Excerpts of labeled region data

+===+

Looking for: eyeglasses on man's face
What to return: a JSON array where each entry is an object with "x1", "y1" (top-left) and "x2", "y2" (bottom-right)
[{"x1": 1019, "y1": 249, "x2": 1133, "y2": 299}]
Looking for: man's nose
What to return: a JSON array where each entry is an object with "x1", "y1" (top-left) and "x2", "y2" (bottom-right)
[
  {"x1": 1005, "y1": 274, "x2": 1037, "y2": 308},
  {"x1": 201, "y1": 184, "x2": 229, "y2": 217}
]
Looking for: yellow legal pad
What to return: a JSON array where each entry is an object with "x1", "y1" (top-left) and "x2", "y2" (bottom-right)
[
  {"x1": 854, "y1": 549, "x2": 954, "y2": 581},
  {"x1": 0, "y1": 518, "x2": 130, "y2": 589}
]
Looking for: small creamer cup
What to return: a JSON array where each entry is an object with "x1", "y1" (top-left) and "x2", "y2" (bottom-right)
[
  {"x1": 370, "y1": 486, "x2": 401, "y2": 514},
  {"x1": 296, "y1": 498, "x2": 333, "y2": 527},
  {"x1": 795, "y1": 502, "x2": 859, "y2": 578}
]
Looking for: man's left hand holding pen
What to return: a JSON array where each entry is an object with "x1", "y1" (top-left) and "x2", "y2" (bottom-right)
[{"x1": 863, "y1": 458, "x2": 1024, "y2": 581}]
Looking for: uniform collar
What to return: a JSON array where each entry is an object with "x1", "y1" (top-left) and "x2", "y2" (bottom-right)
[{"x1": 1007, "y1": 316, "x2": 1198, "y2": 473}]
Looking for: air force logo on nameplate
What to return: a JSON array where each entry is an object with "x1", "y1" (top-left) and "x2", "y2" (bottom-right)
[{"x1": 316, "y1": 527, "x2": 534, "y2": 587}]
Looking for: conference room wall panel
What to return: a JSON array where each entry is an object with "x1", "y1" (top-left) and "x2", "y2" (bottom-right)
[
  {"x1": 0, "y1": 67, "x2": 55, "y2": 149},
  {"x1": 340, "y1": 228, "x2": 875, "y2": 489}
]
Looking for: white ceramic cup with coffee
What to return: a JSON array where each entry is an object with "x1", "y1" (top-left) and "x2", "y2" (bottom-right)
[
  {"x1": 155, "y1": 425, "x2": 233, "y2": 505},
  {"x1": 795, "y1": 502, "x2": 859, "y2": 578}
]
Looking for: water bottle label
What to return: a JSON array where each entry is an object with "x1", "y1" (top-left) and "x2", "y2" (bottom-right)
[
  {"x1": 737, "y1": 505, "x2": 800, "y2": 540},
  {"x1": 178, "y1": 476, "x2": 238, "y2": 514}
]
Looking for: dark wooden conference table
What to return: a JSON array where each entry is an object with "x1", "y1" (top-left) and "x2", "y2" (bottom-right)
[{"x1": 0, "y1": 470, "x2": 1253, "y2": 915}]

+===+

> [Exercise aim] Rewrite the part of the items that opens with the line containing "Looking for: uniform collar" and closes at the end of the items, with every line reproduced, including each "Looking for" and "What to return" line. In the answers, add 143 to every bounding-box coordinate value.

> [Reply]
Looking for: uniform collar
What to return: a JSON array where each entry is an object with "x1", "y1" (top-left) and "x2", "y2" (bottom-right)
[{"x1": 1150, "y1": 459, "x2": 1341, "y2": 616}]
Looking for: air force logo on nameplate
What to return: a JSON array where each entry is an object with "x1", "y1" (top-left) and "x2", "y2" (bottom-right)
[{"x1": 459, "y1": 670, "x2": 677, "y2": 730}]
Looking for: conference room wall panel
What to return: a JSON array where each entry is an object with "x1", "y1" (top-left) and "x2", "y2" (bottom-right)
[
  {"x1": 143, "y1": 210, "x2": 198, "y2": 292},
  {"x1": 483, "y1": 371, "x2": 1018, "y2": 632}
]
Looking for: white ceramic cup with coffee
What to return: a JSON array where each entry is an object with "x1", "y1" (top-left) and "x2", "y2" (bottom-right)
[
  {"x1": 298, "y1": 568, "x2": 376, "y2": 648},
  {"x1": 938, "y1": 645, "x2": 1002, "y2": 721}
]
Looking for: water bottle label
What to return: a JSON array where each entry is an object with "x1", "y1" (top-left) and "x2", "y2" (bottom-right)
[
  {"x1": 880, "y1": 648, "x2": 943, "y2": 683},
  {"x1": 321, "y1": 619, "x2": 381, "y2": 657}
]
Looking for: dark wooden conference table
What to return: a JSON array where each entry is an object with "x1", "y1" (top-left) and "x2", "y2" (bottom-right)
[{"x1": 143, "y1": 613, "x2": 1396, "y2": 1058}]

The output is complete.